→ Problems:
**a)** From the forum thread about "o sea," list the username of every person who posts a message.
**b)** Rewrite the forum thread about "o sea" starting at "firstly she meant" and ending at "qué me dices!", replacing "moto" with "bicicleta".

→ Text:
◆ ◆ ◆ ◆

# O sea y pijo...



## steph.lewis

Hi everyone,

I'm living with a 23-year-old student from Barcelona, and recently she told me that a certain type of person (i.e. pretentious over-privileged posh kids) quite often use the word "osea" just randomly, I suppose in a similar way to how we English-speakers tend to use "like".

Can anyone give me more information on this, back it up, etc.? Also, are there any other expressions which are similar? Thanks!

Steph xx


----------



## Masood

hey up and welcome,
I asked the same question some time ago:
http://forum.wordreference.com/showthread.php?t=1234&highlight=osea


----------



## Travelman

Steph...

firstly she meant "O sea" (= or it would be)... "osea" refers to the bones!!!
Yes, it is quite common among "pijos" this expression...

A: Borja se ha comprado una moto.
B: ¡O sea, qué me dices!

For example in Madrid we use a lot "es que" (is that)

A: ¿Por qué has llegado tarde?

◆ ◆ ◆ ◆

→ Given information:

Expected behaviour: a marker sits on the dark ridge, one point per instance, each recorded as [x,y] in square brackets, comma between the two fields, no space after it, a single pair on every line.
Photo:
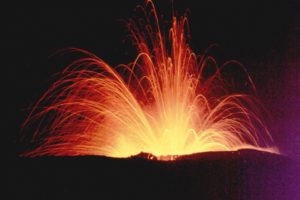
[243,174]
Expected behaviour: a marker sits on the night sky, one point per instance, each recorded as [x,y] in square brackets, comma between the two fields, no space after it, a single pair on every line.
[260,34]
[263,35]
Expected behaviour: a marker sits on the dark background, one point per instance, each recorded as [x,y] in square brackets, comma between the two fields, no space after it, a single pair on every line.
[260,34]
[263,35]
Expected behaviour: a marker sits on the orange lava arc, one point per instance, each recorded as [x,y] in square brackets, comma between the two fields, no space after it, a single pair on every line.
[163,103]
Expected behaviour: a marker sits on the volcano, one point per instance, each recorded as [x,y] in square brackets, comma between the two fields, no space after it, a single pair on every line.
[242,174]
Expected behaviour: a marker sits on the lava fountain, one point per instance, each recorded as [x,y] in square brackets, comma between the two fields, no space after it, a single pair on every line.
[163,103]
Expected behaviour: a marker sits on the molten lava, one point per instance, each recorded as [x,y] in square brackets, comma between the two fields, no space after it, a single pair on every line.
[163,103]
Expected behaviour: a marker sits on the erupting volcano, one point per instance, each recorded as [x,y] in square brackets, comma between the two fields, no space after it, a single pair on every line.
[167,102]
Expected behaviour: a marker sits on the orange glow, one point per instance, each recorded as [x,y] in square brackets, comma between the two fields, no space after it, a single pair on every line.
[162,103]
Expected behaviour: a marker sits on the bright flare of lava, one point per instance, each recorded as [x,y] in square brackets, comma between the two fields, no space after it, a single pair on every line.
[161,103]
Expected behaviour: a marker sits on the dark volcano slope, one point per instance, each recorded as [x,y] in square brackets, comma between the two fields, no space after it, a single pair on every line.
[244,174]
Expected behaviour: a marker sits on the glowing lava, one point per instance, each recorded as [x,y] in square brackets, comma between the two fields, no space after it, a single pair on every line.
[162,103]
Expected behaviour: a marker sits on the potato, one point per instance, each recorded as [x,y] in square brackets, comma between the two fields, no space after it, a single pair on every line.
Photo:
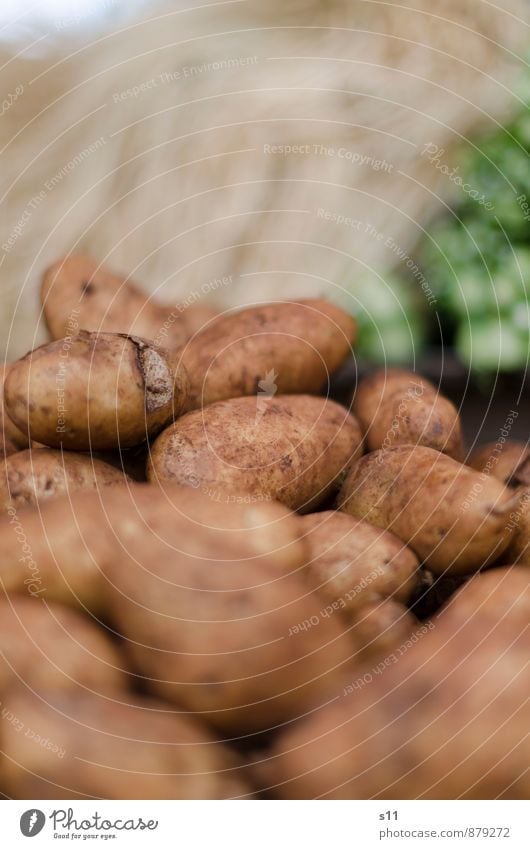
[13,439]
[202,591]
[95,391]
[508,461]
[49,646]
[397,407]
[78,293]
[353,561]
[65,547]
[280,347]
[292,448]
[454,521]
[76,745]
[31,477]
[447,720]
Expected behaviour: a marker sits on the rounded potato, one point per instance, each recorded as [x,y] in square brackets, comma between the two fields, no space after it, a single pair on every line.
[509,462]
[13,439]
[67,545]
[95,391]
[454,521]
[46,645]
[31,477]
[397,407]
[79,293]
[292,448]
[109,750]
[352,560]
[279,347]
[448,721]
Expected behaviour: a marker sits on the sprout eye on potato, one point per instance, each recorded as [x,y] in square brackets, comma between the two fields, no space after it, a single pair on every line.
[398,407]
[282,347]
[32,476]
[455,521]
[292,448]
[80,293]
[95,391]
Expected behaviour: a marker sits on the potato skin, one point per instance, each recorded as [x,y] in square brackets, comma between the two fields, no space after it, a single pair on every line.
[79,293]
[292,449]
[398,407]
[95,391]
[31,477]
[448,720]
[286,347]
[454,521]
[13,439]
[46,645]
[350,559]
[510,463]
[65,547]
[139,749]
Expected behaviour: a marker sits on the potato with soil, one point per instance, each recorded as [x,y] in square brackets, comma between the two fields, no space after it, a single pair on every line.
[279,347]
[13,439]
[447,720]
[82,746]
[31,477]
[452,519]
[292,448]
[67,545]
[397,407]
[45,645]
[95,391]
[80,294]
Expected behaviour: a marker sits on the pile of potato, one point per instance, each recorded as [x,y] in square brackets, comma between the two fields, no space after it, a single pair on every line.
[220,583]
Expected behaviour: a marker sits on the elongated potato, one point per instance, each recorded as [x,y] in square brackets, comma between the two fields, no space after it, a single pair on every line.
[353,561]
[453,520]
[80,294]
[31,477]
[48,645]
[281,347]
[76,746]
[397,407]
[63,550]
[506,461]
[95,391]
[13,439]
[292,448]
[446,720]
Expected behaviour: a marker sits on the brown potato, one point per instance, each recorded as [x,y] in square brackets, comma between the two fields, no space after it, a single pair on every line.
[352,561]
[280,347]
[506,461]
[13,439]
[31,477]
[80,294]
[397,407]
[292,448]
[454,521]
[67,546]
[47,645]
[76,745]
[446,720]
[95,391]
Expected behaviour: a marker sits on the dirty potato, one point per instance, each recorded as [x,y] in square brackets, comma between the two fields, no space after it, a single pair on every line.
[279,347]
[397,407]
[292,448]
[31,477]
[454,521]
[95,391]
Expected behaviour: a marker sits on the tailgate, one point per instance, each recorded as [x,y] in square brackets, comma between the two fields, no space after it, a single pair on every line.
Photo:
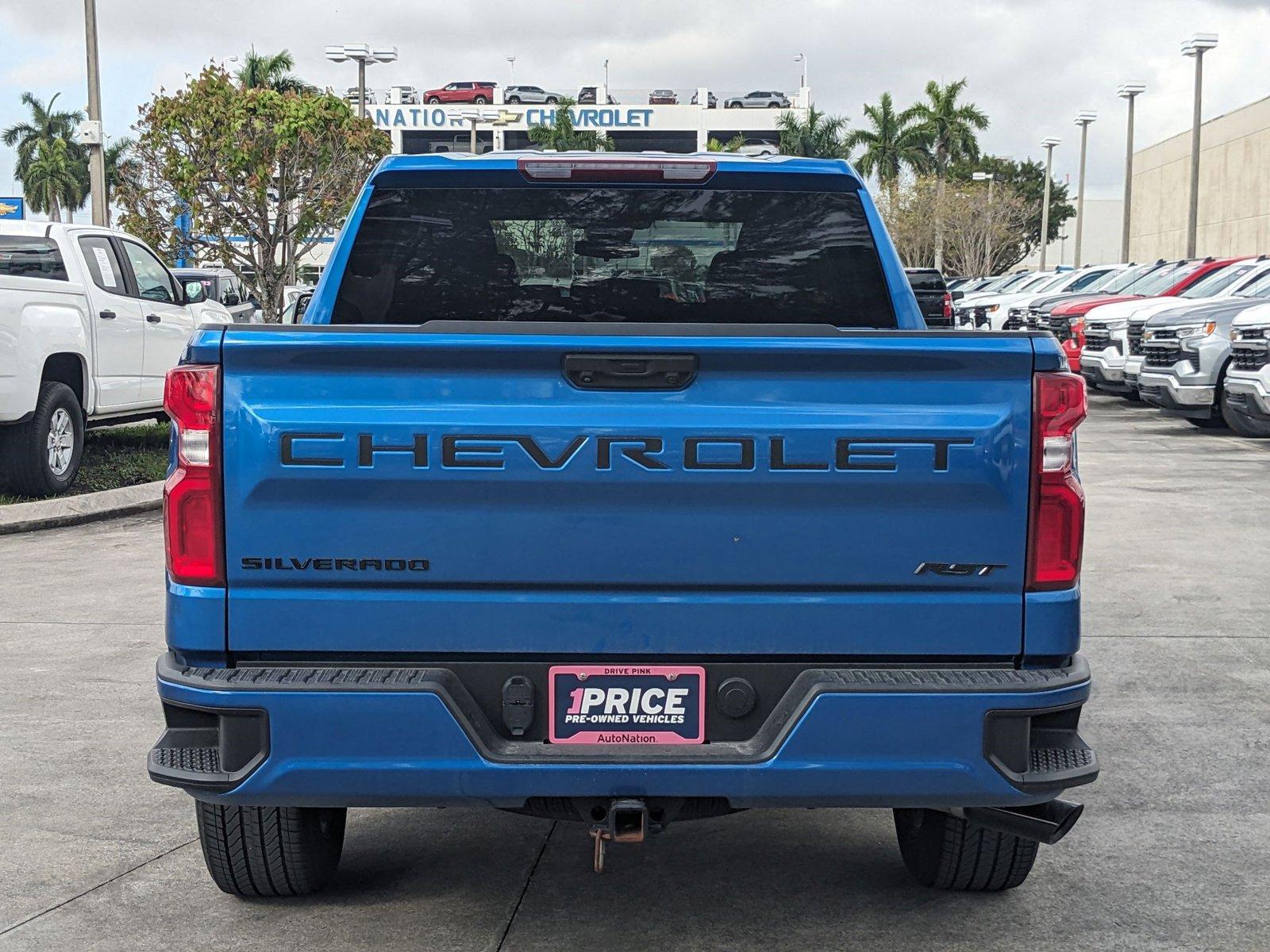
[433,492]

◆ ◆ ◆ ◆

→ Answers to the exercises:
**a)**
steph.lewis
Masood
Travelman

**b)**
firstly she meant "O sea" (= or it would be)... "osea" refers to the bones!!!
Yes, it is quite common among "pijos" this expression...

A: Borja se ha comprado una bicicleta.
B: ¡O sea, qué me dices!